## Short exercise
Rewrite the rows below, putting "Outline the area" in place of "Mark the region" wherever it occurs and leaving everything else unchanged.

— START —

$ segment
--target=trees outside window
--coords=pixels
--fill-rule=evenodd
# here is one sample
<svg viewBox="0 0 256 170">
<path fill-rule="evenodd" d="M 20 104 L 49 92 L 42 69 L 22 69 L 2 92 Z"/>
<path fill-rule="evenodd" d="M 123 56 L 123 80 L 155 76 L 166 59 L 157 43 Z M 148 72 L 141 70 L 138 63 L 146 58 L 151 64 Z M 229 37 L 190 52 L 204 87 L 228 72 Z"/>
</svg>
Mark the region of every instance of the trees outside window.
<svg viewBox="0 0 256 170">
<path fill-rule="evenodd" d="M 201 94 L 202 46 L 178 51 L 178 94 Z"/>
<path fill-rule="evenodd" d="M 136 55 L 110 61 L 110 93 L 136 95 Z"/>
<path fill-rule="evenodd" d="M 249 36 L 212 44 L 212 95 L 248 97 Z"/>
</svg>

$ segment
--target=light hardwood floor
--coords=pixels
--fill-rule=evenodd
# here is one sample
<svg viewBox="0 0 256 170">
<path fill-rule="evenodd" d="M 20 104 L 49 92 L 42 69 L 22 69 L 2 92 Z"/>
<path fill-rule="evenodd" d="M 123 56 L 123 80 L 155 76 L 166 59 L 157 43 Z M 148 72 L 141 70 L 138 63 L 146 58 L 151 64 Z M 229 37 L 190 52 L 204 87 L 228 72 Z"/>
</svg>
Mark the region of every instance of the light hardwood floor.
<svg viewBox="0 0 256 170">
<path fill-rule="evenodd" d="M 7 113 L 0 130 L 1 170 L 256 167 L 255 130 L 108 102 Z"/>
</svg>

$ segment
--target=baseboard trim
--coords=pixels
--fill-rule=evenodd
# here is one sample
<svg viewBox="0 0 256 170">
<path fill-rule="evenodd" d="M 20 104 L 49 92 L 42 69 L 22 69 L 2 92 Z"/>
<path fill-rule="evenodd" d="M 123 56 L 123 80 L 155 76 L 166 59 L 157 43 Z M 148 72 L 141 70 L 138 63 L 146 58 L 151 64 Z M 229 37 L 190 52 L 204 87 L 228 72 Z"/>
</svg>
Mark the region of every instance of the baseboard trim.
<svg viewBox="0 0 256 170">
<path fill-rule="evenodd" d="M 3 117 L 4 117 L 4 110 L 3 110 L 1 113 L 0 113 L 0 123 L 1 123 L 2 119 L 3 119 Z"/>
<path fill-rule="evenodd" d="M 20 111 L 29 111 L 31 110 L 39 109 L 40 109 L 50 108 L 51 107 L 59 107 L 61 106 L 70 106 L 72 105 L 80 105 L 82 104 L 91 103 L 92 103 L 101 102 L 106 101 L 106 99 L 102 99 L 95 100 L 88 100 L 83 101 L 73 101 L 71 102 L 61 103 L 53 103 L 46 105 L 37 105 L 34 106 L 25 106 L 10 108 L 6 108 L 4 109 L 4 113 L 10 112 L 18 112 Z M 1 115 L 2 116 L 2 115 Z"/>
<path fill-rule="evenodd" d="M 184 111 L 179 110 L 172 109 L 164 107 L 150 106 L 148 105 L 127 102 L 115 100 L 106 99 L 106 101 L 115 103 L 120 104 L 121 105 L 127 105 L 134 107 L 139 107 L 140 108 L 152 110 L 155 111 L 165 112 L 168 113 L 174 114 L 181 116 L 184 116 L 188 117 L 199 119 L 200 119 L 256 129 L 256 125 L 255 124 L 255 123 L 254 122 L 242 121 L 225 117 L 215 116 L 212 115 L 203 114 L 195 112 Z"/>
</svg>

— END —

## Exercise solution
$ segment
--target=trees outside window
--coords=pixels
--fill-rule=evenodd
# here is one sample
<svg viewBox="0 0 256 170">
<path fill-rule="evenodd" d="M 20 104 L 49 92 L 42 69 L 22 69 L 2 92 Z"/>
<path fill-rule="evenodd" d="M 123 56 L 123 80 L 155 76 L 166 59 L 157 43 Z M 148 72 L 141 70 L 138 63 L 146 58 L 151 64 Z M 229 37 L 190 52 L 204 87 L 228 72 Z"/>
</svg>
Outline the area of every instance of the trees outside window.
<svg viewBox="0 0 256 170">
<path fill-rule="evenodd" d="M 201 94 L 202 46 L 178 51 L 178 94 Z"/>
<path fill-rule="evenodd" d="M 136 55 L 110 61 L 110 93 L 136 95 Z"/>
<path fill-rule="evenodd" d="M 249 36 L 212 44 L 212 95 L 248 97 Z"/>
</svg>

$ segment
--target=light hardwood floor
--coords=pixels
--fill-rule=evenodd
# here is one sample
<svg viewBox="0 0 256 170">
<path fill-rule="evenodd" d="M 20 104 L 49 92 L 42 69 L 22 69 L 2 92 Z"/>
<path fill-rule="evenodd" d="M 123 56 L 123 80 L 155 76 L 166 59 L 157 43 Z M 148 72 L 141 70 L 138 63 L 146 58 L 151 64 Z M 229 37 L 190 52 L 204 87 L 228 72 Z"/>
</svg>
Outline the area of every instance of the light hardwood floor.
<svg viewBox="0 0 256 170">
<path fill-rule="evenodd" d="M 7 113 L 0 130 L 1 170 L 256 167 L 255 130 L 108 102 Z"/>
</svg>

$ segment
--target=baseboard trim
--coords=pixels
--fill-rule=evenodd
# here is one sample
<svg viewBox="0 0 256 170">
<path fill-rule="evenodd" d="M 20 104 L 49 92 L 42 69 L 22 69 L 2 92 Z"/>
<path fill-rule="evenodd" d="M 123 56 L 123 80 L 155 76 L 166 59 L 157 43 Z M 148 72 L 141 70 L 138 63 L 146 58 L 151 64 Z M 229 37 L 190 52 L 204 87 L 228 72 Z"/>
</svg>
Outline the area of every instance of the baseboard trim.
<svg viewBox="0 0 256 170">
<path fill-rule="evenodd" d="M 3 117 L 4 117 L 4 110 L 3 110 L 1 113 L 0 113 L 0 123 L 1 123 L 2 119 L 3 119 Z"/>
<path fill-rule="evenodd" d="M 20 111 L 29 111 L 31 110 L 39 109 L 40 109 L 50 108 L 51 107 L 59 107 L 61 106 L 70 106 L 72 105 L 80 105 L 82 104 L 91 103 L 92 103 L 101 102 L 106 101 L 106 99 L 102 99 L 95 100 L 88 100 L 83 101 L 73 101 L 71 102 L 61 103 L 53 103 L 46 105 L 37 105 L 34 106 L 25 106 L 10 108 L 6 108 L 4 109 L 4 113 L 10 112 L 18 112 Z M 1 115 L 2 116 L 2 115 Z"/>
<path fill-rule="evenodd" d="M 184 111 L 179 110 L 172 109 L 164 107 L 150 106 L 148 105 L 127 102 L 115 100 L 106 99 L 106 101 L 115 103 L 120 104 L 121 105 L 127 105 L 134 107 L 139 107 L 140 108 L 152 110 L 155 111 L 165 112 L 168 113 L 174 114 L 181 116 L 184 116 L 188 117 L 199 119 L 200 119 L 256 129 L 256 125 L 255 124 L 255 123 L 254 122 L 242 121 L 225 117 L 215 116 L 212 115 L 203 114 L 195 112 Z"/>
</svg>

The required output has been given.